**Given task:** Convert the data below into a JSON array of strings with one string per line, skipping blank lines. Leave the pictures out of the output.
-- Begin Material provided --
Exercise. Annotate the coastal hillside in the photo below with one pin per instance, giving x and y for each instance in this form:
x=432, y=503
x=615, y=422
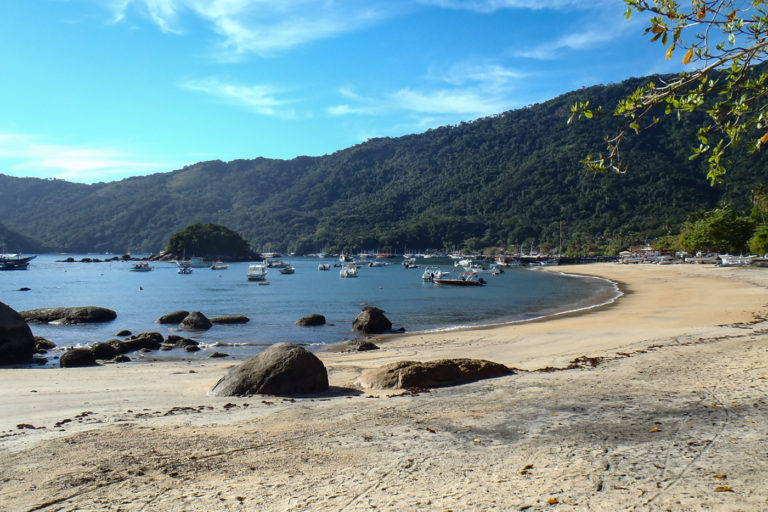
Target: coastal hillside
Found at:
x=509, y=179
x=13, y=242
-- End Material provided --
**The solution:**
[
  "Exercise. Annotate the coastal hillside in the photo below with one pin per instance, giving x and y for each instance in this form:",
  "x=432, y=503",
  "x=615, y=422",
  "Target: coastal hillside",
  "Found at:",
  "x=509, y=179",
  "x=13, y=242"
]